» **WHAT IS EXPECTED**: Reproduce the stretch of the records below from their start through the line that contains "(1153, 332)", with both ends included, and leave out the pictures.

» **DATASET RECORDS**:
● ● ● ●

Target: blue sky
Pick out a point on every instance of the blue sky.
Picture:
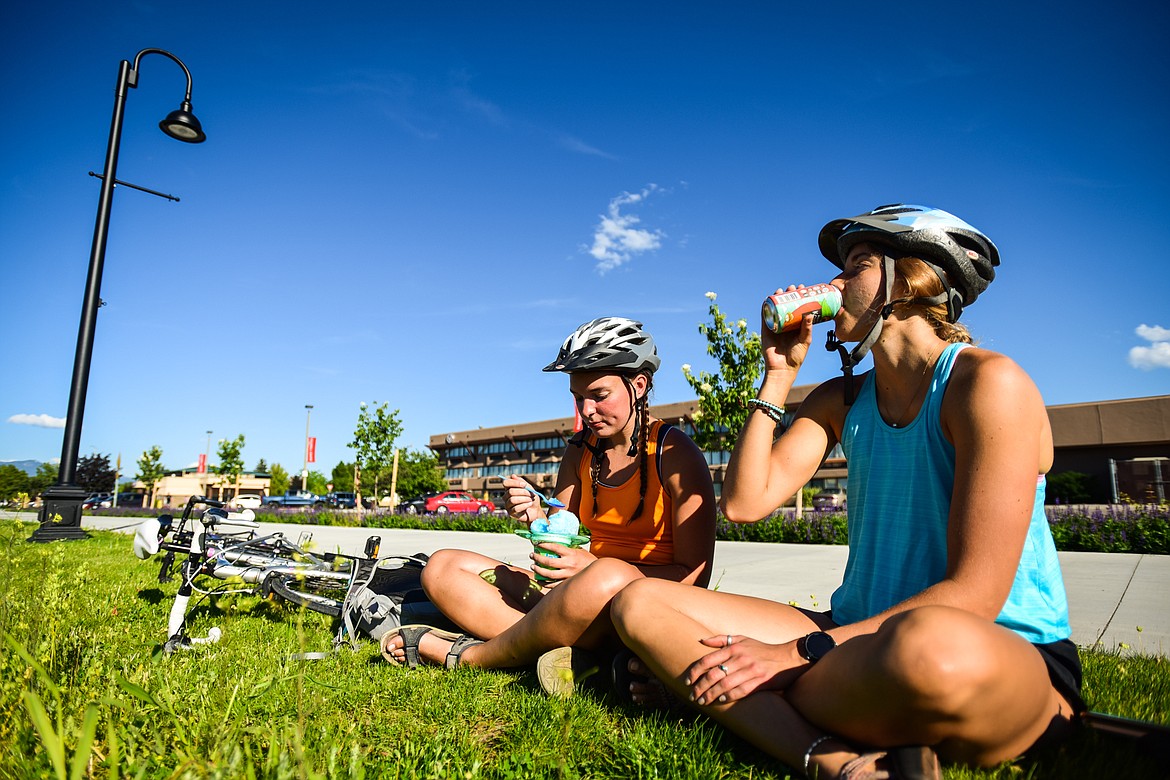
(414, 202)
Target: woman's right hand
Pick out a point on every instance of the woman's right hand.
(787, 350)
(521, 503)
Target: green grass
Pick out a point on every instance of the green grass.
(85, 691)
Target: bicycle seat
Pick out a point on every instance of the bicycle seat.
(245, 518)
(146, 538)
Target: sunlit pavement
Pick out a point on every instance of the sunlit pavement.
(1115, 599)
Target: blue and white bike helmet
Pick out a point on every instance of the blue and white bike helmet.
(963, 257)
(937, 237)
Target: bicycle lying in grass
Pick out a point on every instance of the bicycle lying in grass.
(222, 545)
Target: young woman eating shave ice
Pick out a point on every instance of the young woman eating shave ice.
(949, 634)
(640, 487)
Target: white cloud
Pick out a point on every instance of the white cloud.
(577, 145)
(1157, 354)
(1147, 358)
(39, 420)
(617, 239)
(1153, 332)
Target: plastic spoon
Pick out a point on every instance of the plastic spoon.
(551, 502)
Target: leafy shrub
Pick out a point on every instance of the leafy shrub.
(813, 527)
(1116, 529)
(1069, 488)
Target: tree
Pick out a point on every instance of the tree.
(151, 471)
(13, 482)
(279, 484)
(231, 455)
(723, 395)
(95, 474)
(343, 477)
(373, 442)
(419, 473)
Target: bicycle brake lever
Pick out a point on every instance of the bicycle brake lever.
(164, 572)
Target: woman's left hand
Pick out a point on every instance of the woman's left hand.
(570, 561)
(741, 667)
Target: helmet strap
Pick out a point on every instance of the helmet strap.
(852, 358)
(635, 412)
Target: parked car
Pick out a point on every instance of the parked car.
(302, 498)
(338, 501)
(830, 498)
(98, 499)
(448, 501)
(131, 499)
(248, 501)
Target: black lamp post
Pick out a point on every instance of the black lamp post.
(60, 515)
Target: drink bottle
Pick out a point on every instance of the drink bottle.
(784, 311)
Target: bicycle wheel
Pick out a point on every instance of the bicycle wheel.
(319, 591)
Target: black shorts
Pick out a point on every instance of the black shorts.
(1064, 670)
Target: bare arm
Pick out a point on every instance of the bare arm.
(762, 475)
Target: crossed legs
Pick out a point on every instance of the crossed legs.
(518, 620)
(935, 676)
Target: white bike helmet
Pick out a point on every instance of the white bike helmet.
(607, 343)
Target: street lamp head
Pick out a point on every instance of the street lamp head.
(183, 125)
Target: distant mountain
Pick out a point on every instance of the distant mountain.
(27, 467)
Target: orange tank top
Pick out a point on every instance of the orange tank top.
(649, 539)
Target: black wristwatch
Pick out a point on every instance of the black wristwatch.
(816, 646)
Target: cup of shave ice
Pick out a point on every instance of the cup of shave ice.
(784, 311)
(561, 527)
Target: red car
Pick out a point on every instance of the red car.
(449, 501)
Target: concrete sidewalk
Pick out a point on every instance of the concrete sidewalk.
(1116, 600)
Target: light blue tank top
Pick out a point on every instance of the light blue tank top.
(899, 499)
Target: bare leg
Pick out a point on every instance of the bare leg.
(663, 623)
(976, 691)
(935, 676)
(573, 613)
(454, 581)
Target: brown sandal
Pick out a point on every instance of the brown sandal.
(910, 763)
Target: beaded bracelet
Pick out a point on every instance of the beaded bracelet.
(775, 413)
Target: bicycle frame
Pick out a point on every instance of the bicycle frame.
(219, 554)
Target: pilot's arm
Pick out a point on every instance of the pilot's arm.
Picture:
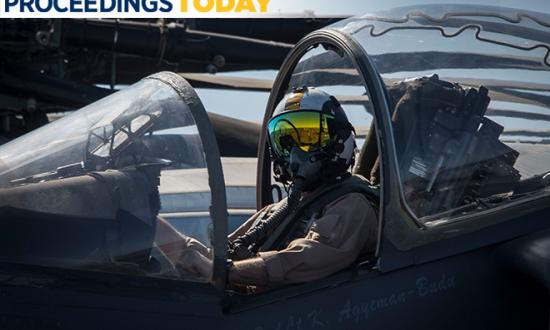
(347, 228)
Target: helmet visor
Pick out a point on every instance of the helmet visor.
(307, 130)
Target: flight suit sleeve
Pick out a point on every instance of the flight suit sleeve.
(347, 228)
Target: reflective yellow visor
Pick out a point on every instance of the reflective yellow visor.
(305, 129)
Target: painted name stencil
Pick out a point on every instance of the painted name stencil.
(353, 311)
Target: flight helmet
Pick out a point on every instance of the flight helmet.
(310, 138)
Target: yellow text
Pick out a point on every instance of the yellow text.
(225, 6)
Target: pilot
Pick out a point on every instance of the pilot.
(321, 228)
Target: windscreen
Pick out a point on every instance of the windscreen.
(89, 191)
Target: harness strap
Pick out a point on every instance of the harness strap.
(314, 204)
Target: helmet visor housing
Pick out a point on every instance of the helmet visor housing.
(305, 129)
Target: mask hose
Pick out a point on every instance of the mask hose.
(243, 246)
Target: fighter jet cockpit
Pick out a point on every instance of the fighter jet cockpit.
(84, 192)
(467, 97)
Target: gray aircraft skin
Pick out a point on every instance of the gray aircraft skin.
(78, 213)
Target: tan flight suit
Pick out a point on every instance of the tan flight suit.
(346, 229)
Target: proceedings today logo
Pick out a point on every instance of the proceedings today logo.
(131, 8)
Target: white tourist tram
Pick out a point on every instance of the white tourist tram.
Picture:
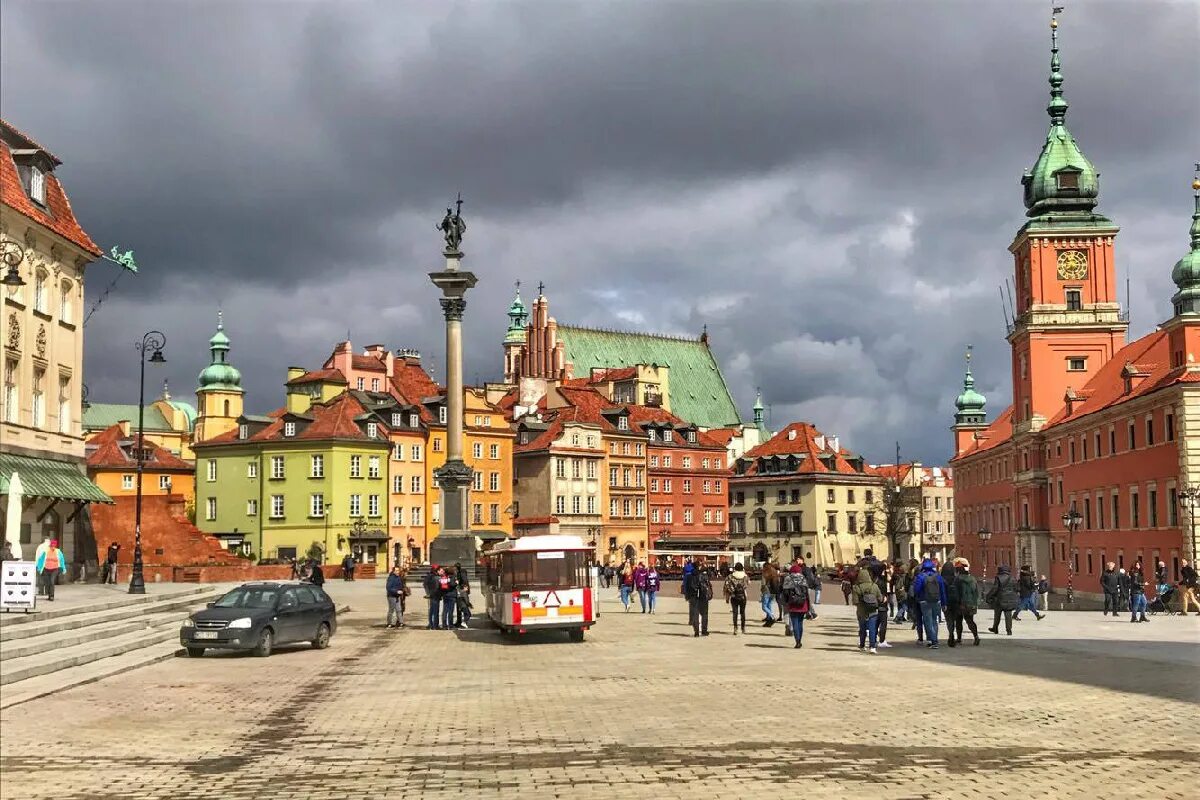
(541, 583)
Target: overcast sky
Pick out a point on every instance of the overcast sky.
(829, 186)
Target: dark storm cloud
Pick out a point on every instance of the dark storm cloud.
(829, 187)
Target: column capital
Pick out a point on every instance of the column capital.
(454, 307)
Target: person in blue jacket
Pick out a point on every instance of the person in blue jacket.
(929, 589)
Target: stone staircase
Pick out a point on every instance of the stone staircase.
(58, 648)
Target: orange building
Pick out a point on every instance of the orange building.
(1097, 427)
(113, 465)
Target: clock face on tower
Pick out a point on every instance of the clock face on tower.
(1072, 264)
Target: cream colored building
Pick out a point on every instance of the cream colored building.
(41, 367)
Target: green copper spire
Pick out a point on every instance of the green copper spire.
(220, 374)
(1187, 270)
(1062, 181)
(517, 318)
(970, 403)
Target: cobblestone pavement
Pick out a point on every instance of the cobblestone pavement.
(1068, 708)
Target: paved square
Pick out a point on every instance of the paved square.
(1073, 707)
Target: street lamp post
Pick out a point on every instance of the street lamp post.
(151, 342)
(1189, 500)
(984, 536)
(1071, 521)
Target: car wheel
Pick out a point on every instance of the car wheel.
(265, 639)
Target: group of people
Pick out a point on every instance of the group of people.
(641, 578)
(1126, 591)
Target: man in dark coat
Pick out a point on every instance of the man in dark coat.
(1110, 583)
(1003, 599)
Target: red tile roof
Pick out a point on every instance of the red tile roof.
(325, 376)
(58, 215)
(111, 449)
(804, 444)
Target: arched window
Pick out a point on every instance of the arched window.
(65, 302)
(40, 290)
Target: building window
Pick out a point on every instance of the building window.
(37, 413)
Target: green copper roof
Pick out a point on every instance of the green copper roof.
(1062, 180)
(220, 374)
(517, 318)
(1187, 270)
(42, 477)
(97, 416)
(697, 391)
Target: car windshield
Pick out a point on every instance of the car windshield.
(249, 597)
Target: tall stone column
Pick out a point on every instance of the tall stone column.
(454, 542)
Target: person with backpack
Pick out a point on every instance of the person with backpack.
(1027, 590)
(697, 588)
(966, 600)
(653, 583)
(767, 599)
(640, 583)
(930, 589)
(736, 590)
(868, 601)
(1002, 597)
(795, 594)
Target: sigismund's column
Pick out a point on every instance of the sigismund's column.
(454, 542)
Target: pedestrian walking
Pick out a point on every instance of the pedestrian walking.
(930, 589)
(653, 583)
(697, 588)
(433, 597)
(396, 591)
(640, 572)
(767, 599)
(1027, 590)
(1003, 599)
(1138, 594)
(48, 563)
(736, 589)
(1188, 587)
(111, 558)
(1110, 584)
(795, 595)
(966, 591)
(868, 601)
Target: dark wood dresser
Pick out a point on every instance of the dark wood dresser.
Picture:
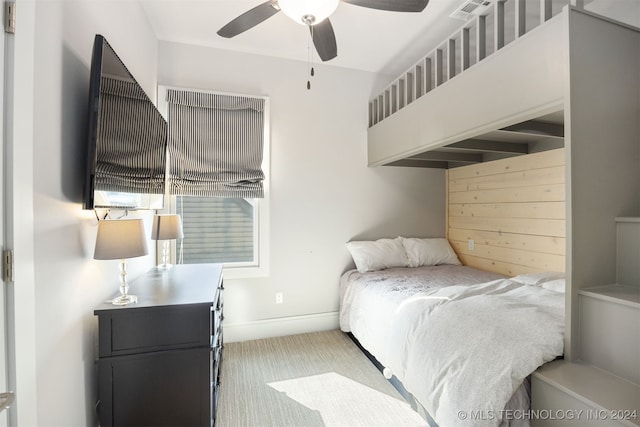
(159, 359)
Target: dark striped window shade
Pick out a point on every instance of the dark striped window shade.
(217, 230)
(215, 144)
(130, 154)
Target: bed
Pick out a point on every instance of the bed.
(461, 341)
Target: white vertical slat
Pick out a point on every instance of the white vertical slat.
(499, 25)
(546, 10)
(428, 75)
(481, 38)
(387, 103)
(394, 98)
(521, 18)
(410, 79)
(465, 36)
(419, 71)
(451, 54)
(439, 67)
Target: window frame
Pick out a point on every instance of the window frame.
(260, 265)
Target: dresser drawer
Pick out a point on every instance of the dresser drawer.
(131, 331)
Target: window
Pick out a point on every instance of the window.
(217, 228)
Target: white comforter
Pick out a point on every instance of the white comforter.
(461, 350)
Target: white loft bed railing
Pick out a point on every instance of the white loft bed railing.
(501, 23)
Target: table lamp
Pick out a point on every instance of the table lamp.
(121, 239)
(166, 227)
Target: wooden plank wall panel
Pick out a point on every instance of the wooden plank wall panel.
(513, 210)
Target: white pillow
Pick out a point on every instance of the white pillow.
(434, 251)
(554, 285)
(537, 279)
(378, 255)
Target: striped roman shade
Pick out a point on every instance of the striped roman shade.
(132, 140)
(215, 144)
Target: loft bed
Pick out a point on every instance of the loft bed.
(514, 89)
(572, 80)
(565, 92)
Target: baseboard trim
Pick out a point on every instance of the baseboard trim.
(245, 331)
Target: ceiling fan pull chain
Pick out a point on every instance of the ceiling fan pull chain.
(310, 58)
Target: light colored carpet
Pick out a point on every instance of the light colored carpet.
(308, 380)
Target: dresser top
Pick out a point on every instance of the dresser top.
(181, 284)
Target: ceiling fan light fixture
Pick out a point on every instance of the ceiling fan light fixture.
(308, 12)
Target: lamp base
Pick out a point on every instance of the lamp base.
(124, 300)
(163, 267)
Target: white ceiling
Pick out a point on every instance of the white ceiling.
(367, 39)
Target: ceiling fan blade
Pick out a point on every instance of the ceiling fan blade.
(324, 39)
(249, 19)
(391, 5)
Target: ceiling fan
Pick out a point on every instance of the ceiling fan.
(314, 14)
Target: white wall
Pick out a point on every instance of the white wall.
(68, 282)
(322, 192)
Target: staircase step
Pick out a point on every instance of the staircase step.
(610, 329)
(579, 394)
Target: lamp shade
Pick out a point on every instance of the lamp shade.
(308, 12)
(120, 239)
(166, 227)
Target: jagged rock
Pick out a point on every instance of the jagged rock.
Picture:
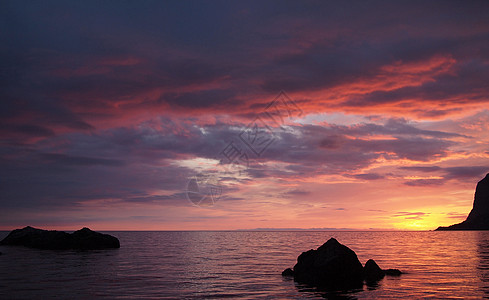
(288, 272)
(334, 266)
(372, 271)
(478, 218)
(331, 265)
(83, 239)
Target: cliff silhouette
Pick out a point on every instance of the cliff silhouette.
(478, 218)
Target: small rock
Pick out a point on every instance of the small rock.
(83, 239)
(332, 265)
(288, 272)
(372, 271)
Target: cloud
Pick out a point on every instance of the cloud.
(410, 215)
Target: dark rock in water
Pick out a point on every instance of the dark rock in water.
(392, 272)
(335, 266)
(331, 265)
(372, 271)
(288, 272)
(478, 218)
(83, 239)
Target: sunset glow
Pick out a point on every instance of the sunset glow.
(105, 121)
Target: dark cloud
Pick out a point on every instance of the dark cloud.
(447, 173)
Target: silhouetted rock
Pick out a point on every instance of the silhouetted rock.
(288, 272)
(83, 239)
(372, 271)
(331, 265)
(478, 218)
(335, 266)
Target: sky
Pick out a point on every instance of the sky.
(223, 115)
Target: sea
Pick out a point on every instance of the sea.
(246, 265)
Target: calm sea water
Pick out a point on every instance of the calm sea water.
(246, 265)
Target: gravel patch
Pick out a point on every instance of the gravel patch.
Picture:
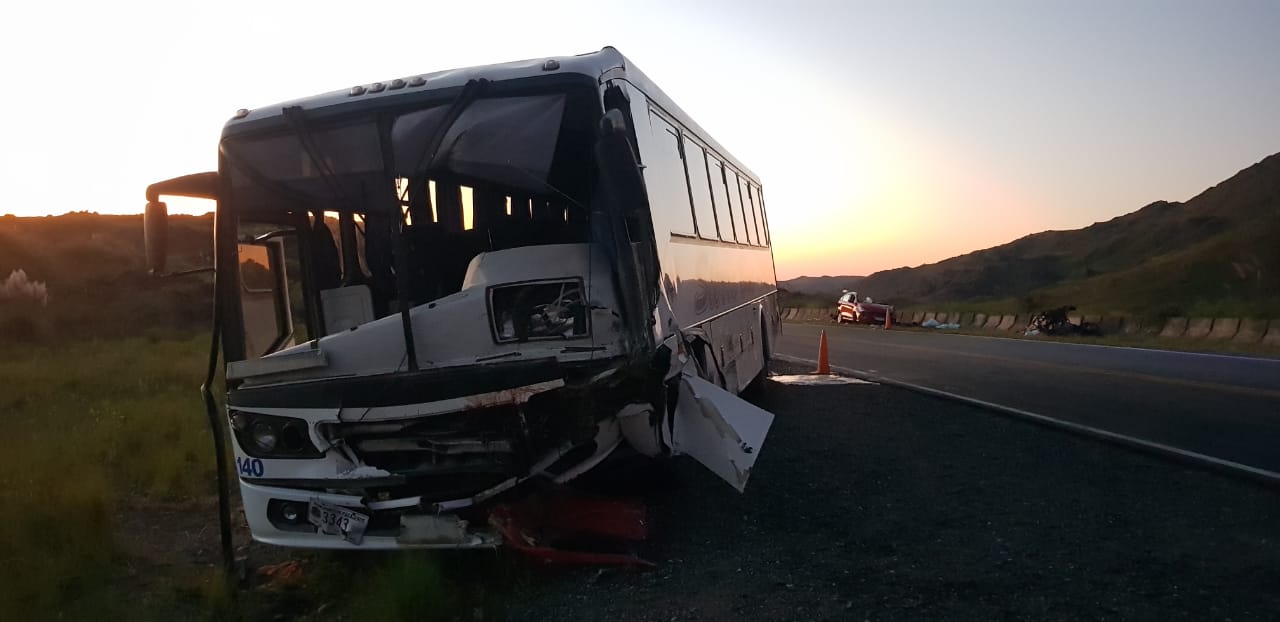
(871, 502)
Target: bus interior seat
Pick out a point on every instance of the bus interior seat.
(346, 307)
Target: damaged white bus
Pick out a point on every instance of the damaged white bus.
(439, 291)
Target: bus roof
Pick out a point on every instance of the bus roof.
(600, 65)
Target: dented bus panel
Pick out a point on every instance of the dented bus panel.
(437, 291)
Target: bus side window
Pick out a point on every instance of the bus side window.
(664, 177)
(758, 210)
(735, 205)
(723, 215)
(745, 191)
(700, 191)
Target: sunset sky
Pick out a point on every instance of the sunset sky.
(886, 133)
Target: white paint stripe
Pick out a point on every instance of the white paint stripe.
(1147, 446)
(1136, 348)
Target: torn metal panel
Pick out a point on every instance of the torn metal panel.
(720, 430)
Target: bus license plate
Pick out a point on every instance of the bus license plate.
(334, 520)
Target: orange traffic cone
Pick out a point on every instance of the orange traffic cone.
(823, 366)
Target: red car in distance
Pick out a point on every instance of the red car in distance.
(850, 310)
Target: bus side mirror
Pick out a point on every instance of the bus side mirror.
(155, 233)
(617, 161)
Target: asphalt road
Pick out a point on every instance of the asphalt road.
(1219, 406)
(871, 502)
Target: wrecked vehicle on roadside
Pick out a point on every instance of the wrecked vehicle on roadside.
(435, 291)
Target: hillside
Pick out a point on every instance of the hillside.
(1216, 252)
(83, 275)
(821, 286)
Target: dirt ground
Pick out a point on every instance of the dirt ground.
(873, 503)
(868, 502)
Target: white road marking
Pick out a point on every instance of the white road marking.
(1132, 442)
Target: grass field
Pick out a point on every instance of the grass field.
(106, 481)
(87, 429)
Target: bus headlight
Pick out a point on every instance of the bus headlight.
(273, 437)
(264, 437)
(538, 310)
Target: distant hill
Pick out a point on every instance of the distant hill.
(821, 286)
(91, 274)
(1215, 254)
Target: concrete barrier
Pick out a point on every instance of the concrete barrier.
(1251, 332)
(1224, 328)
(1272, 337)
(1198, 328)
(1133, 325)
(1174, 326)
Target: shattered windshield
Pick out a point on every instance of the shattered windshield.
(503, 141)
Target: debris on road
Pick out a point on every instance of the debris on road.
(816, 379)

● ● ● ●

» **ANSWER TO THE PROBLEM**:
Target: blue sky
Pick out a point on every instance of the blue sky.
Picture:
(414, 202)
Target: woman's right hand
Pick out a point on every instance of the woman's right hand.
(787, 350)
(521, 503)
Target: green grass
Pick out a point on every instance of the green grass.
(85, 691)
Target: bicycle seat
Pick out a point on every instance of the bicycle seat.
(245, 518)
(146, 538)
Target: sunlit pavement
Pick out a point on every instance of the sunlit pavement.
(1115, 599)
Target: blue and white bike helmet
Pick out a point on every instance of the blue and white bike helmet.
(963, 257)
(937, 237)
Target: bicycle lying in grass
Pick out a point on every instance of the bicycle lying in grass.
(222, 545)
Target: young woman eating shave ice
Pick out a point on every instance of the young woman eating shave ice.
(949, 634)
(640, 487)
Target: white cloud
Pick out a point on every instance of the white cloud.
(577, 145)
(1157, 354)
(1147, 358)
(39, 420)
(617, 239)
(1153, 332)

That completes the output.